▶ _Task objective_: List every line in the items below that contains the word "yellow", treating uppercase and lowercase as different.

[Recorded data]
⁂
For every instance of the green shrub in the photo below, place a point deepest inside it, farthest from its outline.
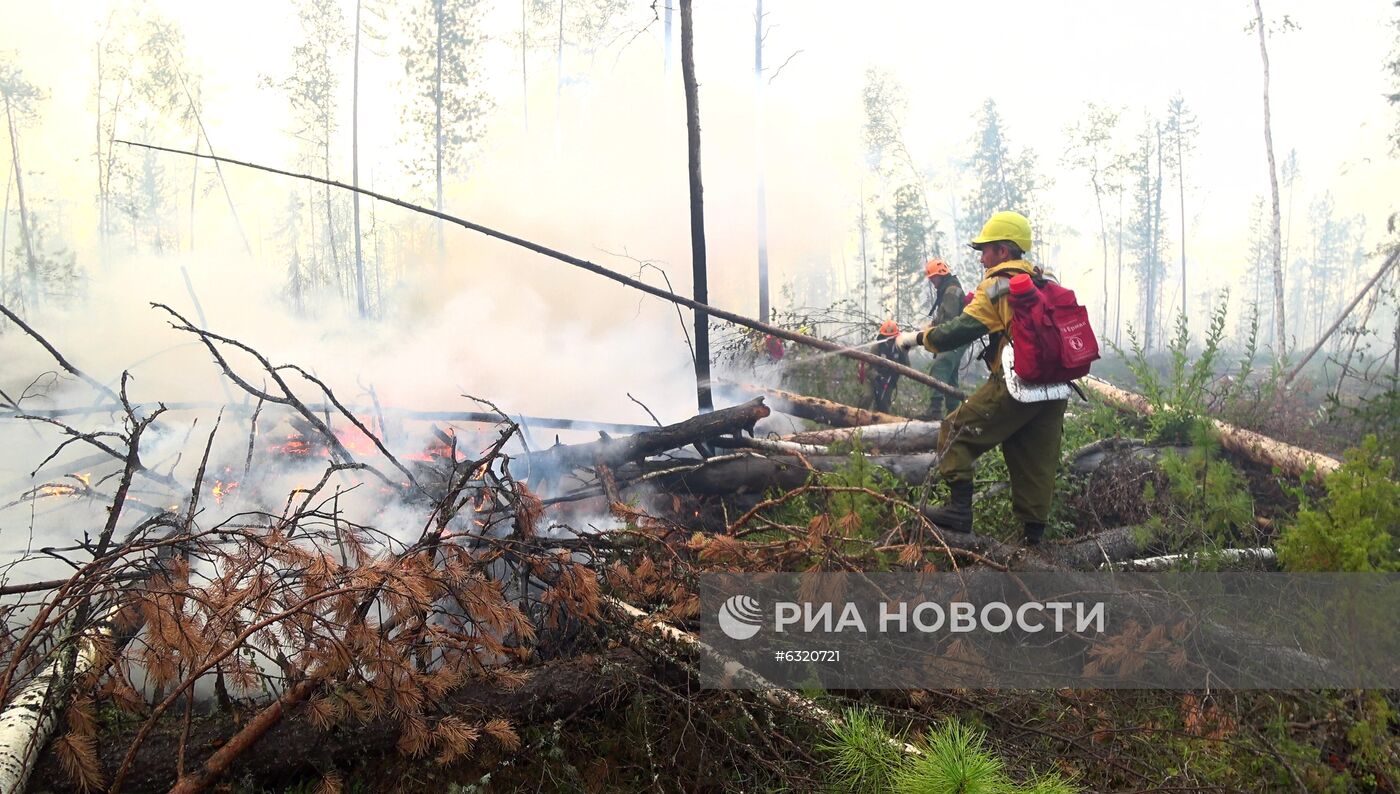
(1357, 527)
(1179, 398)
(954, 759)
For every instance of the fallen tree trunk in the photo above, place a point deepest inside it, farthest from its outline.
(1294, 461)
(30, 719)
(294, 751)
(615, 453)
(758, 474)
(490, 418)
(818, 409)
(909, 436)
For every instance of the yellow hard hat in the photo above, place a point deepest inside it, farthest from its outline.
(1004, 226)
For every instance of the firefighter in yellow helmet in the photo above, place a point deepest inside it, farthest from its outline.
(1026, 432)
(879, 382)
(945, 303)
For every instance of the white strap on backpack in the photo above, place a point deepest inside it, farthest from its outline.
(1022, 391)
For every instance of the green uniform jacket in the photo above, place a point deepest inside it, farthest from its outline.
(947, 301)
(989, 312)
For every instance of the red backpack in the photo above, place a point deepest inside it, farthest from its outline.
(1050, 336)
⁂
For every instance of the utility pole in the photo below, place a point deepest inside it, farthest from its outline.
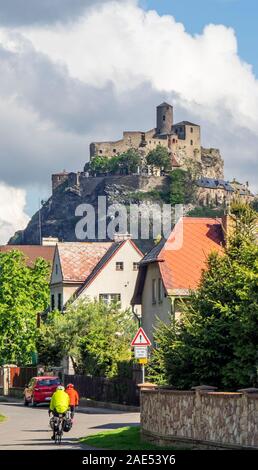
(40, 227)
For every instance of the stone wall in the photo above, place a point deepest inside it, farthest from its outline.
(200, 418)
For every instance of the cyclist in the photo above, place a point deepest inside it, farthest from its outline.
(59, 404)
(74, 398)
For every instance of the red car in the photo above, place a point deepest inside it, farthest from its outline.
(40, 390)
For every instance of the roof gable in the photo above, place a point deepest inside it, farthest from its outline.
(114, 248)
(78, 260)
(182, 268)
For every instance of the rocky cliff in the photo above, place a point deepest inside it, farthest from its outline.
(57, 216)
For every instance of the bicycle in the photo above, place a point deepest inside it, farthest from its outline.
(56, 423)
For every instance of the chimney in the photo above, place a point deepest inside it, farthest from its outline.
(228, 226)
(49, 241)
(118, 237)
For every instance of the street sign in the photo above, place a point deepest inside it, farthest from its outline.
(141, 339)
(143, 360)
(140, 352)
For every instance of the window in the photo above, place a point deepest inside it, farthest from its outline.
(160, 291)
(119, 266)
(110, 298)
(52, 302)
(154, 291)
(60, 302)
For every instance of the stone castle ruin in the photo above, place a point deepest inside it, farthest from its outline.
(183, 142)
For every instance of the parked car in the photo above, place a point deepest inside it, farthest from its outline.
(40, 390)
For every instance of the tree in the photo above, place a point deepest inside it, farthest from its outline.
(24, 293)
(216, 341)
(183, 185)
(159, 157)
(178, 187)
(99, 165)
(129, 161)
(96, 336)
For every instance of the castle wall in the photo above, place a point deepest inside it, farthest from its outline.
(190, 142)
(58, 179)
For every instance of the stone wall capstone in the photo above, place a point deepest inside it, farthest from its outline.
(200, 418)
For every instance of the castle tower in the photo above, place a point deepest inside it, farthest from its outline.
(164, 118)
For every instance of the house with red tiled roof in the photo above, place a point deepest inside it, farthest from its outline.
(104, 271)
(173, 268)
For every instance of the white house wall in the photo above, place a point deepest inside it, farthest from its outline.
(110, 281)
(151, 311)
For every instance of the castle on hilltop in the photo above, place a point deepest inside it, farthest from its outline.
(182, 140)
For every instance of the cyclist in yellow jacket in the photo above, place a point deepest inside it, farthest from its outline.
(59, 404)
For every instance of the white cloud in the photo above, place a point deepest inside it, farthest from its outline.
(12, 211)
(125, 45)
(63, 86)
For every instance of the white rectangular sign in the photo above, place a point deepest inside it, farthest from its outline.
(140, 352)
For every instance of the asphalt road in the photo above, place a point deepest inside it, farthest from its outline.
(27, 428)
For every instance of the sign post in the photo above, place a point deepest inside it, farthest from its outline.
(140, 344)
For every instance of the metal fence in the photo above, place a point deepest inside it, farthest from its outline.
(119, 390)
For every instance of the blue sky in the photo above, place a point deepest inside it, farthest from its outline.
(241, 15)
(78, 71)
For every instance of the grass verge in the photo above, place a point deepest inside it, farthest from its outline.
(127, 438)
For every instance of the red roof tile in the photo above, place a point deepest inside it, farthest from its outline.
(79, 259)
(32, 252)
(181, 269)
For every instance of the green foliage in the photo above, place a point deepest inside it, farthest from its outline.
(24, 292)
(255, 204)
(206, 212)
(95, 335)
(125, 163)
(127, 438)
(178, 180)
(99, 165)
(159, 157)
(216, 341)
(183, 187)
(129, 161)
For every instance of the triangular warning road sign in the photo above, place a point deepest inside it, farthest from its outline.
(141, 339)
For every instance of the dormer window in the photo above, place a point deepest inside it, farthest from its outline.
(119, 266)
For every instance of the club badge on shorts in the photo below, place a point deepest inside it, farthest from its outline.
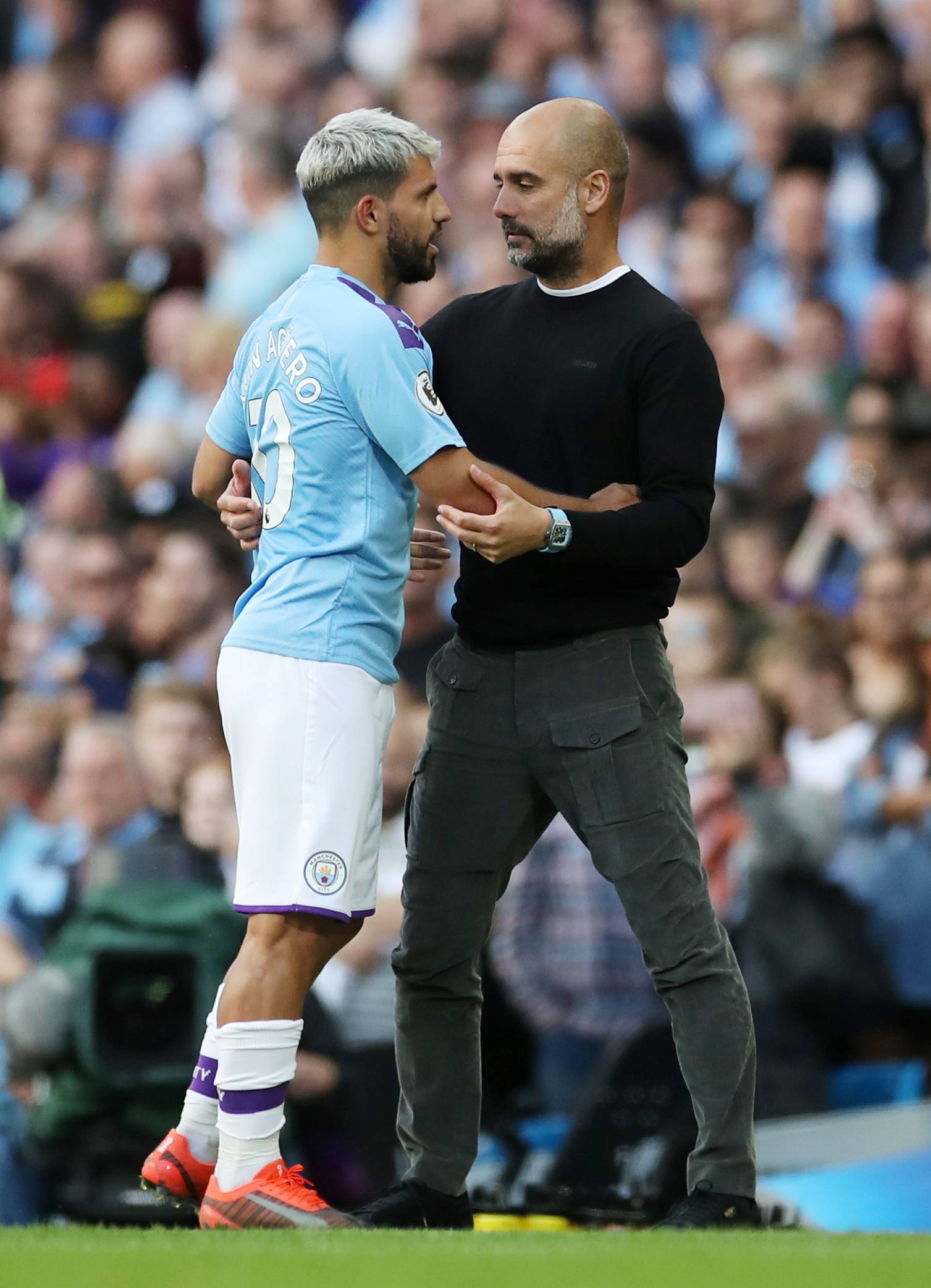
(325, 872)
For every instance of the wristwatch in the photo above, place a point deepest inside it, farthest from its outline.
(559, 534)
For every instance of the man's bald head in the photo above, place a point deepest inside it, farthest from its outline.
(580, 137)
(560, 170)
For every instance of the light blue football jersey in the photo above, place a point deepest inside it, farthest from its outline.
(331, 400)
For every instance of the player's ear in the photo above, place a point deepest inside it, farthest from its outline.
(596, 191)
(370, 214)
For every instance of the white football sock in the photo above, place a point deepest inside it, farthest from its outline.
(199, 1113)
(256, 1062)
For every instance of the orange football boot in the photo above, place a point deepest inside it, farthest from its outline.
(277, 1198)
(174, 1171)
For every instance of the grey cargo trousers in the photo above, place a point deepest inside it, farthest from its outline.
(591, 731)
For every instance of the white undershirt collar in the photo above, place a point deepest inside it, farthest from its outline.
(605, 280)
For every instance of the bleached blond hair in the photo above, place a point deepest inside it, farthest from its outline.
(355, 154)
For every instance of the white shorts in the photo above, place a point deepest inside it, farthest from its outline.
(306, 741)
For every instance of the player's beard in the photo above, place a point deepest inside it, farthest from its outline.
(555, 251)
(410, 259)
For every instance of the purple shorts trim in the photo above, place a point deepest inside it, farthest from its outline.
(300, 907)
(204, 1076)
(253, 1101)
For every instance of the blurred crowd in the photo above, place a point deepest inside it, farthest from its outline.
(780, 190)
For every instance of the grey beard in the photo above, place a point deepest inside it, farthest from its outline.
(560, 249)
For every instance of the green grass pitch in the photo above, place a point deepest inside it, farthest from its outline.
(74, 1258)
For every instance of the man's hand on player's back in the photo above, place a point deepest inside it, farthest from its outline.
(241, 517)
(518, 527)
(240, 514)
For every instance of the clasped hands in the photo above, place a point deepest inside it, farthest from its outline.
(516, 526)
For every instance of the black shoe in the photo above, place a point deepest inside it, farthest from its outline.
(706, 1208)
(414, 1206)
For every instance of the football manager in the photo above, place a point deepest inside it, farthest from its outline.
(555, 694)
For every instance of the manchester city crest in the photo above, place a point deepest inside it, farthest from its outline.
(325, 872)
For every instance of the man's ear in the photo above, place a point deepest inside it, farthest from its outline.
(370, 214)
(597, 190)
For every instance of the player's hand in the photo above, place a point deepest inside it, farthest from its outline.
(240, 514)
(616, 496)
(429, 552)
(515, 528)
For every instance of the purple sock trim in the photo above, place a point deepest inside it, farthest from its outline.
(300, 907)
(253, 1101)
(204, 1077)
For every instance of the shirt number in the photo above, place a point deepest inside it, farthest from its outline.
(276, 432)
⁂
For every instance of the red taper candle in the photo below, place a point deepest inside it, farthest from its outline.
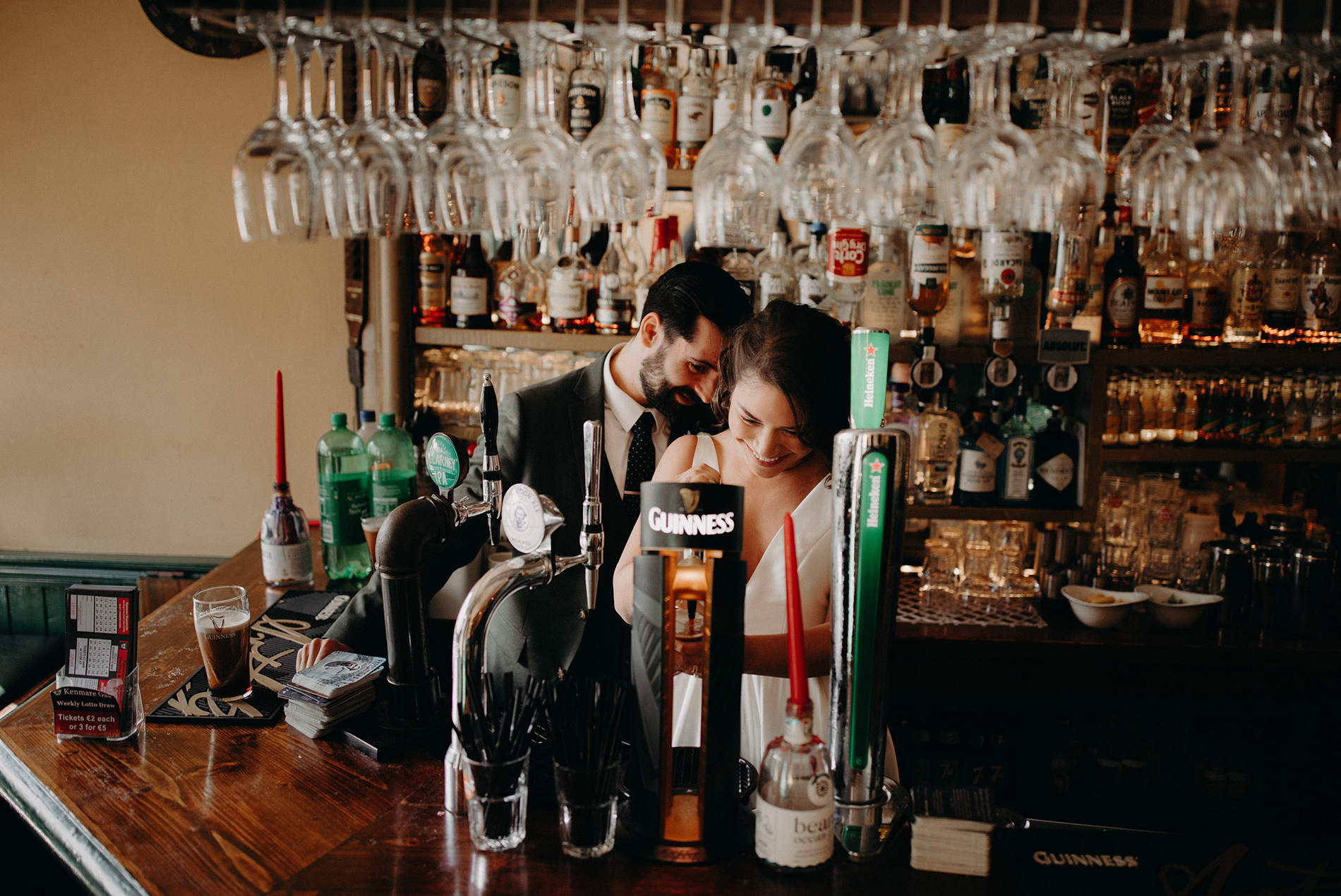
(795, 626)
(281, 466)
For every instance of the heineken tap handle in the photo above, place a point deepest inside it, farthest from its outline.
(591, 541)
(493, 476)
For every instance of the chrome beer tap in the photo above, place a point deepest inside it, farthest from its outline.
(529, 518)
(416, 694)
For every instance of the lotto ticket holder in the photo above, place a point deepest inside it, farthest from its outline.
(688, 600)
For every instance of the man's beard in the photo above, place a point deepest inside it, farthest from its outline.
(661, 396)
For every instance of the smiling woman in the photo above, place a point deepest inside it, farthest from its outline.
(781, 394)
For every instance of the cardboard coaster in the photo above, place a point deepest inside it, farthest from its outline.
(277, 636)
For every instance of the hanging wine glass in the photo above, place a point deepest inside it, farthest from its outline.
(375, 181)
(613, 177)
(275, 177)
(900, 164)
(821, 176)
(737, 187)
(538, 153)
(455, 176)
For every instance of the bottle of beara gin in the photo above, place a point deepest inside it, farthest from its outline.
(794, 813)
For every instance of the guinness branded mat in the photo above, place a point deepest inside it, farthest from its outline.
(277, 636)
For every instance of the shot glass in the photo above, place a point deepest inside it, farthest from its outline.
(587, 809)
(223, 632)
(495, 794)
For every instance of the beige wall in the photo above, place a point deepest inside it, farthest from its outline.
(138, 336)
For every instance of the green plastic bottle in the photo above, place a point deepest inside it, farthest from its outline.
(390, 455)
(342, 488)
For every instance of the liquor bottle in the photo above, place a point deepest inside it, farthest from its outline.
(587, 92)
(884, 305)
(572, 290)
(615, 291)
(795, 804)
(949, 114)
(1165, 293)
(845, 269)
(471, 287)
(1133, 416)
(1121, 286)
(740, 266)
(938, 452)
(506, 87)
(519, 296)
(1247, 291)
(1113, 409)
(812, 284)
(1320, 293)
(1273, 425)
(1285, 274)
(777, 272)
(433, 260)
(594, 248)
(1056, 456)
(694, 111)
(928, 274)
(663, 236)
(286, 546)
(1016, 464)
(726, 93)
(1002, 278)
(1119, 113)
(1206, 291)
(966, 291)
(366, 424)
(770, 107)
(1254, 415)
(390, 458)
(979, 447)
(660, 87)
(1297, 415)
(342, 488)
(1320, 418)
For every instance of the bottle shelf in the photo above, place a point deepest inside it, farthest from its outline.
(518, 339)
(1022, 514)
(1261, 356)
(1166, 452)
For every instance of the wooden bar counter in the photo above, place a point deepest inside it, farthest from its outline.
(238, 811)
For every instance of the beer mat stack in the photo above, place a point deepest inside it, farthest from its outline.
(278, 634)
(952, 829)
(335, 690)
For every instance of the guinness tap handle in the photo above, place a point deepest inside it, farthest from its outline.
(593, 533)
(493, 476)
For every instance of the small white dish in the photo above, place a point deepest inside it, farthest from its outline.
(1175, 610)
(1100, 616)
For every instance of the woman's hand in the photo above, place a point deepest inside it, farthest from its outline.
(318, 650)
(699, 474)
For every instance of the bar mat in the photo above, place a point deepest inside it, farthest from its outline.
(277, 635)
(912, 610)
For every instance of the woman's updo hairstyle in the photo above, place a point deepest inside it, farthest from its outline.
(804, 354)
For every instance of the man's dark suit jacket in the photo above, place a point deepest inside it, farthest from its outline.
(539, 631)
⁂
▶ _Written answer_:
For every instance of the yellow hard hat in the photo above, place a point deepest inside it, farthest from its outline.
For every instance of the firefighter in yellow helmet in the photo above, place a point deepest inside it, farthest from its outline.
For every instance of the cyclist in yellow jacket in the photo above, place a point deepest inside it, farthest from its outline.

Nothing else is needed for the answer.